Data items

▼

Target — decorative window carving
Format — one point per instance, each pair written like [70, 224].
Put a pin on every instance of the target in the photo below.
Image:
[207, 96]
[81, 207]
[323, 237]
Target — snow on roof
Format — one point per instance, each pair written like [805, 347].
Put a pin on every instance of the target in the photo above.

▲

▶ _Request_
Nothing but the lines from the one with "Target — snow on roof" through the end of the data above should be repeated, each exactly as it stands.

▶ _Written response_
Target — snow on roof
Format — one point per instance, each pair written like [805, 347].
Put a pin on every instance of the target in the photo above.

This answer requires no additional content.